Update the records from the line containing "Locate the chandelier candle" down through the end of the records by changing "shag" to "braided", leaving everything else unchanged, and give those lines again.

-- START OF Data lines --

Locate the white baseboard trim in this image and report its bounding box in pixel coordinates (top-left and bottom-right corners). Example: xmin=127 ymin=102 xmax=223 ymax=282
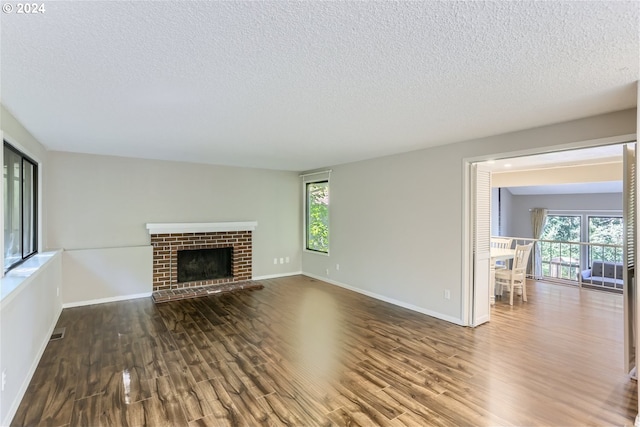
xmin=62 ymin=292 xmax=151 ymax=308
xmin=2 ymin=306 xmax=62 ymax=426
xmin=302 ymin=273 xmax=467 ymax=326
xmin=251 ymin=271 xmax=304 ymax=280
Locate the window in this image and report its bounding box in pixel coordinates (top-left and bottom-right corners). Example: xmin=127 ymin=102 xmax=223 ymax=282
xmin=4 ymin=141 xmax=38 ymax=271
xmin=587 ymin=216 xmax=624 ymax=265
xmin=540 ymin=215 xmax=582 ymax=279
xmin=305 ymin=180 xmax=329 ymax=253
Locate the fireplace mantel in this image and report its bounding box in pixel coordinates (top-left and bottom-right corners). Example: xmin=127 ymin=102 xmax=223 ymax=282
xmin=147 ymin=221 xmax=258 ymax=234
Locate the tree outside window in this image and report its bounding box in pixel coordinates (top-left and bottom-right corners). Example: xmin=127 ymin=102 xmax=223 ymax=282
xmin=306 ymin=181 xmax=329 ymax=253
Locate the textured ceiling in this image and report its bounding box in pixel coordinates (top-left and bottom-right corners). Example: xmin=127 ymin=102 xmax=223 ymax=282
xmin=0 ymin=1 xmax=640 ymax=171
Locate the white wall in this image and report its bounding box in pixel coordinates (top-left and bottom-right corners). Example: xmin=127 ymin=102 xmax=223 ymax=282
xmin=47 ymin=152 xmax=302 ymax=304
xmin=0 ymin=252 xmax=62 ymax=426
xmin=507 ymin=193 xmax=622 ymax=237
xmin=62 ymin=246 xmax=153 ymax=307
xmin=500 ymin=188 xmax=513 ymax=236
xmin=302 ymin=109 xmax=636 ymax=323
xmin=0 ymin=106 xmax=62 ymax=425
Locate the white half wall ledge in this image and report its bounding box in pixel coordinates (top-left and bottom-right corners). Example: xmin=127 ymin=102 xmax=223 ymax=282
xmin=147 ymin=221 xmax=258 ymax=234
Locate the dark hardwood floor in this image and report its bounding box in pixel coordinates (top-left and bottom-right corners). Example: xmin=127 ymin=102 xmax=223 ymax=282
xmin=12 ymin=276 xmax=638 ymax=426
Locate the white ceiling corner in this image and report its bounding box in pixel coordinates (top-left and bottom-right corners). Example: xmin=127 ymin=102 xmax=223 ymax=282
xmin=0 ymin=1 xmax=640 ymax=171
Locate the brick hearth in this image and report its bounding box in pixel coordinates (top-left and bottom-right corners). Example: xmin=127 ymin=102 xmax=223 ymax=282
xmin=151 ymin=231 xmax=252 ymax=292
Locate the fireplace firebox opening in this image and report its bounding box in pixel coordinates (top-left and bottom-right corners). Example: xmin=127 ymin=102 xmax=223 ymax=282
xmin=177 ymin=247 xmax=233 ymax=283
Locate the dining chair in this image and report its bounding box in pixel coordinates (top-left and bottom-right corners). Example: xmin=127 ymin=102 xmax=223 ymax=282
xmin=495 ymin=243 xmax=533 ymax=305
xmin=490 ymin=237 xmax=513 ymax=269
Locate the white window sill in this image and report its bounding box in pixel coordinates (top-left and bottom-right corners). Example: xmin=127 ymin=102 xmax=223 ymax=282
xmin=302 ymin=249 xmax=329 ymax=256
xmin=0 ymin=250 xmax=62 ymax=306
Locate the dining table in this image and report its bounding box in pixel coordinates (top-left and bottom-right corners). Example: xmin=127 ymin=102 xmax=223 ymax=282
xmin=489 ymin=248 xmax=516 ymax=305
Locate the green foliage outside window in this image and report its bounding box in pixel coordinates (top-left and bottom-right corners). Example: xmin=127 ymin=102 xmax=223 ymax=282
xmin=589 ymin=216 xmax=623 ymax=262
xmin=307 ymin=181 xmax=329 ymax=252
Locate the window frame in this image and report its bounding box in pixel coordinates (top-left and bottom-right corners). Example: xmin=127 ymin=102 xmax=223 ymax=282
xmin=302 ymin=177 xmax=331 ymax=256
xmin=584 ymin=213 xmax=624 ymax=268
xmin=2 ymin=142 xmax=40 ymax=274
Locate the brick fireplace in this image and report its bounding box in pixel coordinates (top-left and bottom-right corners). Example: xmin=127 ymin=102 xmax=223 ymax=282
xmin=147 ymin=222 xmax=257 ymax=300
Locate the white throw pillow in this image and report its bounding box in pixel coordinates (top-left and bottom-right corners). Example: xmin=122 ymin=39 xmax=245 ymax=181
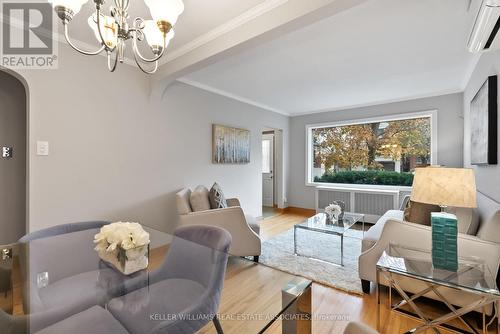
xmin=446 ymin=207 xmax=479 ymax=235
xmin=189 ymin=186 xmax=210 ymax=212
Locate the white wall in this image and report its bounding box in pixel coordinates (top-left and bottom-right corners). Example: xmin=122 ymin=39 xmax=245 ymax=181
xmin=13 ymin=45 xmax=289 ymax=231
xmin=463 ymin=51 xmax=500 ymax=202
xmin=288 ymin=94 xmax=463 ymax=208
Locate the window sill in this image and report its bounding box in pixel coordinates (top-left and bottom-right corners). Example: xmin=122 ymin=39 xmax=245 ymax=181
xmin=306 ymin=182 xmax=412 ymax=191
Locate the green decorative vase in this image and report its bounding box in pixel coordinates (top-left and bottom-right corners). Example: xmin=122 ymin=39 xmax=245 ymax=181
xmin=431 ymin=212 xmax=458 ymax=271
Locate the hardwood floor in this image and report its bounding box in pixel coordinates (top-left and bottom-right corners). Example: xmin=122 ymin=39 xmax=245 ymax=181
xmin=4 ymin=210 xmax=495 ymax=334
xmin=261 ymin=213 xmax=496 ymax=334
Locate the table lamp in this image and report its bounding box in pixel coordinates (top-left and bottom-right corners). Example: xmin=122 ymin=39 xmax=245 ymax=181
xmin=411 ymin=167 xmax=477 ymax=271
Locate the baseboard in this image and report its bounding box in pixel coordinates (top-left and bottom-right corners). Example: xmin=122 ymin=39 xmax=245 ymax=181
xmin=283 ymin=206 xmax=316 ymax=217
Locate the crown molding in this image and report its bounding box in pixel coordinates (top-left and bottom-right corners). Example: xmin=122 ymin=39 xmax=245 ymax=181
xmin=54 ymin=0 xmax=288 ymax=67
xmin=290 ymin=88 xmax=464 ymax=117
xmin=160 ymin=0 xmax=288 ymax=66
xmin=177 ymin=78 xmax=290 ymax=116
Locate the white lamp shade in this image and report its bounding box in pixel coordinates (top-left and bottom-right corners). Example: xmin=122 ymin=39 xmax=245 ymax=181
xmin=144 ymin=0 xmax=184 ymax=26
xmin=411 ymin=167 xmax=477 ymax=208
xmin=49 ymin=0 xmax=88 ymax=15
xmin=144 ymin=20 xmax=175 ymax=48
xmin=88 ymin=14 xmax=118 ymax=48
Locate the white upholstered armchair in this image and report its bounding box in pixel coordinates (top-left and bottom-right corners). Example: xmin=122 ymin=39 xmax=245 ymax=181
xmin=176 ymin=188 xmax=261 ymax=262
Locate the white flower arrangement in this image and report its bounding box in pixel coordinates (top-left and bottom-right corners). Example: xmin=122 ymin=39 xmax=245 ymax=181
xmin=94 ymin=222 xmax=150 ymax=275
xmin=325 ymin=204 xmax=342 ymax=220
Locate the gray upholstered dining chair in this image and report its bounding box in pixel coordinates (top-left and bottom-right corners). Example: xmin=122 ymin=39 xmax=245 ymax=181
xmin=107 ymin=225 xmax=231 ymax=334
xmin=19 ymin=221 xmax=112 ymax=314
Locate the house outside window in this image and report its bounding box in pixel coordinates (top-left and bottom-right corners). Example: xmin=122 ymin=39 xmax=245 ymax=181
xmin=306 ymin=111 xmax=437 ymax=187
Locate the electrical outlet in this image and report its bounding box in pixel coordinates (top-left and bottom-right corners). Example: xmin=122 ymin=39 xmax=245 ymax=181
xmin=36 ymin=141 xmax=49 ymax=156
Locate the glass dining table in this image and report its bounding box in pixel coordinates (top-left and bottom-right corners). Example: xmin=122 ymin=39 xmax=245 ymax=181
xmin=0 ymin=227 xmax=312 ymax=334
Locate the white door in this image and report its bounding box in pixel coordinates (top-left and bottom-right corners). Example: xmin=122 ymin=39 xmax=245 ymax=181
xmin=262 ymin=134 xmax=274 ymax=207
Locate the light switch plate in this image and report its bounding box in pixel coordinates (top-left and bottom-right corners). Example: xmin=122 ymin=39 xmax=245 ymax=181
xmin=36 ymin=271 xmax=49 ymax=288
xmin=36 ymin=141 xmax=49 ymax=156
xmin=2 ymin=146 xmax=14 ymax=159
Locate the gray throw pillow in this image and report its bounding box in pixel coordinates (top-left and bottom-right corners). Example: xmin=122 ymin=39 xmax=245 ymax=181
xmin=209 ymin=182 xmax=227 ymax=209
xmin=189 ymin=186 xmax=211 ymax=212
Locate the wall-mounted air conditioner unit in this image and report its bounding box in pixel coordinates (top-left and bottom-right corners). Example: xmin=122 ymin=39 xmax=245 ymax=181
xmin=467 ymin=0 xmax=500 ymax=53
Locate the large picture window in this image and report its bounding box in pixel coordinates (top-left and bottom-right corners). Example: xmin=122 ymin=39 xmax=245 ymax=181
xmin=306 ymin=112 xmax=436 ymax=186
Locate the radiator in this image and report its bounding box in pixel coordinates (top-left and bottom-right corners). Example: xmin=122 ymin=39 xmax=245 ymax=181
xmin=316 ymin=187 xmax=411 ymax=223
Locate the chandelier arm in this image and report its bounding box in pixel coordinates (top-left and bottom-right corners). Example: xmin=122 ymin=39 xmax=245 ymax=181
xmin=95 ymin=6 xmax=116 ymax=52
xmin=107 ymin=51 xmax=118 ymax=72
xmin=134 ymin=52 xmax=158 ymax=74
xmin=132 ymin=29 xmax=167 ymax=66
xmin=63 ymin=23 xmax=106 ymax=56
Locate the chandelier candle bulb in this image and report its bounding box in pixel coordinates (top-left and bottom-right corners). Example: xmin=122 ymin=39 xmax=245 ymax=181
xmin=49 ymin=0 xmax=88 ymax=20
xmin=88 ymin=14 xmax=118 ymax=49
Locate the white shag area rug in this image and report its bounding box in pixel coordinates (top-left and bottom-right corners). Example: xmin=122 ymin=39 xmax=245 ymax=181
xmin=259 ymin=228 xmax=363 ymax=294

-- END OF Data lines --

* **Solved exercise**
Locate the chandelier candle bulb in this image and report its bounding box in pixel coordinates (top-left and bottom-right corners). Example: xmin=122 ymin=39 xmax=245 ymax=181
xmin=49 ymin=0 xmax=88 ymax=20
xmin=88 ymin=14 xmax=118 ymax=49
Locate the white braided area rug in this image and report its bounding box in pixel coordinates (top-left and bottom-right corners). Example: xmin=122 ymin=39 xmax=245 ymax=181
xmin=259 ymin=228 xmax=363 ymax=294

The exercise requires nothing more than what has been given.